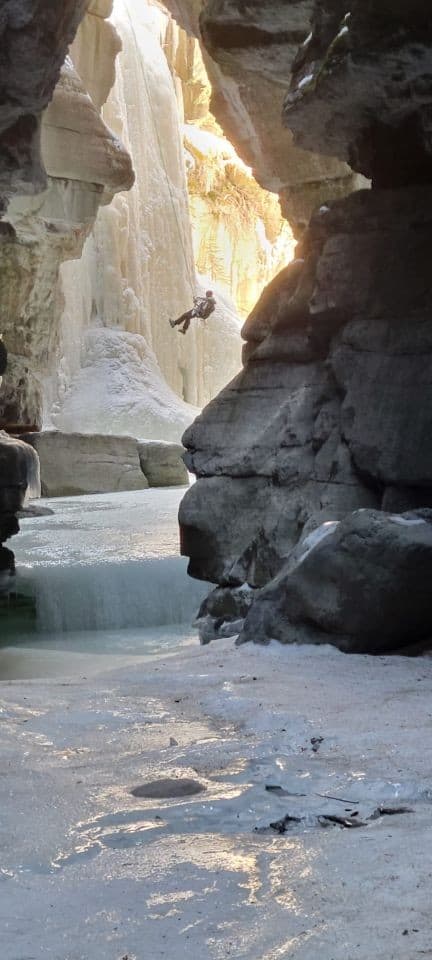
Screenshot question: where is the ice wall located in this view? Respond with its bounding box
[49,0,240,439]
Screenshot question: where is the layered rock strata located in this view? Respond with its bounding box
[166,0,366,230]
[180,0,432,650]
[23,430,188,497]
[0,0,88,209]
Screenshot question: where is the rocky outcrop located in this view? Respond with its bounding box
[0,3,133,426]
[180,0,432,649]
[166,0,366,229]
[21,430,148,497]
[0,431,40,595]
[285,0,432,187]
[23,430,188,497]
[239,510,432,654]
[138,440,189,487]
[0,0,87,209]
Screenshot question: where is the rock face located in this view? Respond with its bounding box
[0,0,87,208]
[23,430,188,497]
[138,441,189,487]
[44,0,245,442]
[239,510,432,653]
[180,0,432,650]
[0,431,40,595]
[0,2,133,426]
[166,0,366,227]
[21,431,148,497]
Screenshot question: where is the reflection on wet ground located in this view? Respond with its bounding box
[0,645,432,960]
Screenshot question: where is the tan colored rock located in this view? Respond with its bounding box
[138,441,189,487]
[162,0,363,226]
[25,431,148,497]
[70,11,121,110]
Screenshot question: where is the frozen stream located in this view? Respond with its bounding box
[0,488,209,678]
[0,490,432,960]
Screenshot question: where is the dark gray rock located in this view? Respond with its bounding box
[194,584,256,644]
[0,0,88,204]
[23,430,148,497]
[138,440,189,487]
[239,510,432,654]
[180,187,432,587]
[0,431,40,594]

··········

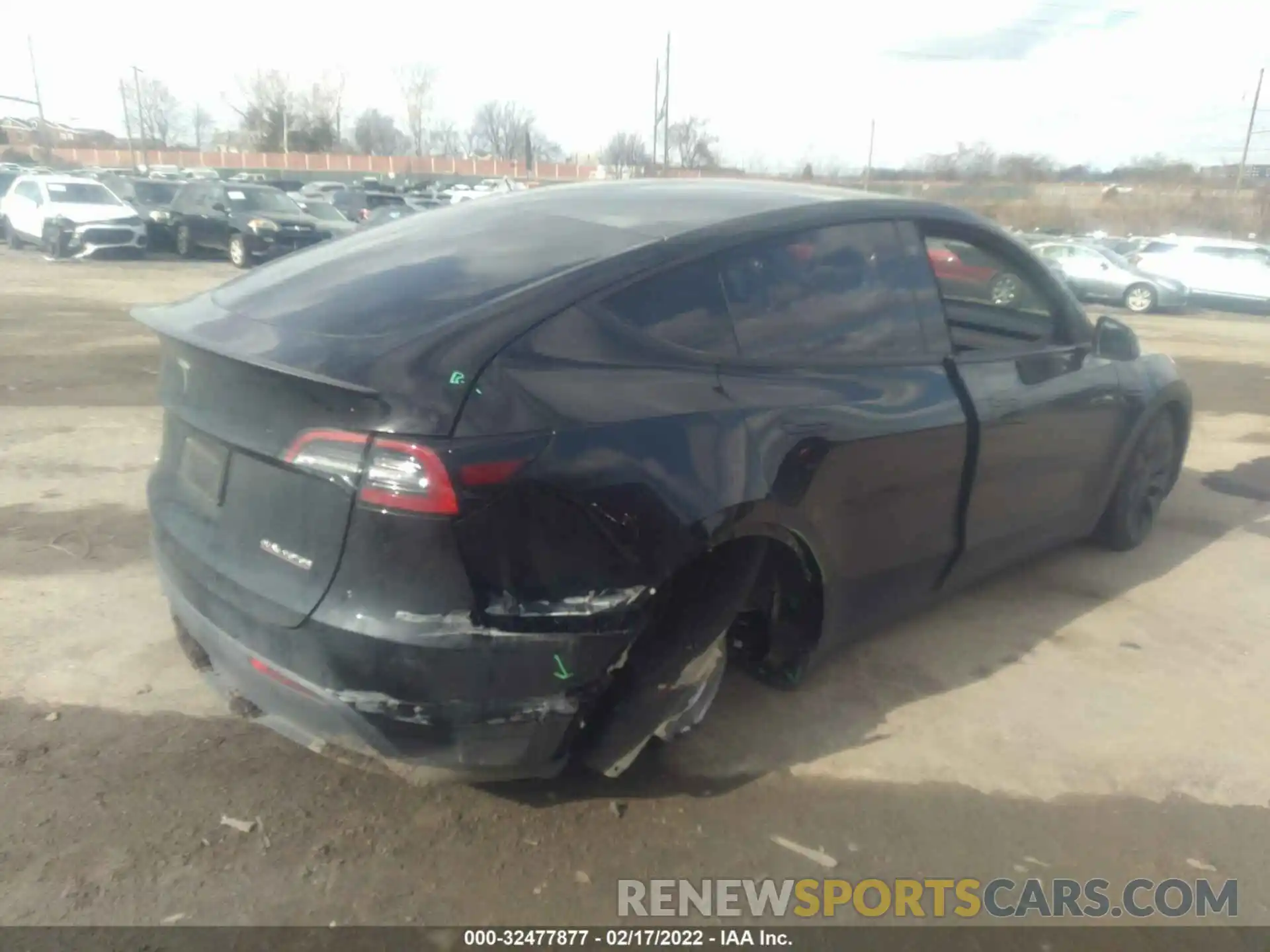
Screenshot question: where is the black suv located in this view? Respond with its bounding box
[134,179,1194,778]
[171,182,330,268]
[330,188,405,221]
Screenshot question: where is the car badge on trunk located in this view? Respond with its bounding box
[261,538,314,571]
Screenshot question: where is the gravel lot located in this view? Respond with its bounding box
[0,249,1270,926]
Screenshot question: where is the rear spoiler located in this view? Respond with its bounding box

··········

JOB:
Reproduce the lines of the listing verbatim, beginning with the line that contains "Screenshot question: where is the frozen" and continuing through the line that contains "[0,490,432,960]".

ANSWER TO THE EXERCISE:
Screenshot question: where is the frozen stream located in this view? Respond with its bounding box
[0,488,209,678]
[0,490,432,960]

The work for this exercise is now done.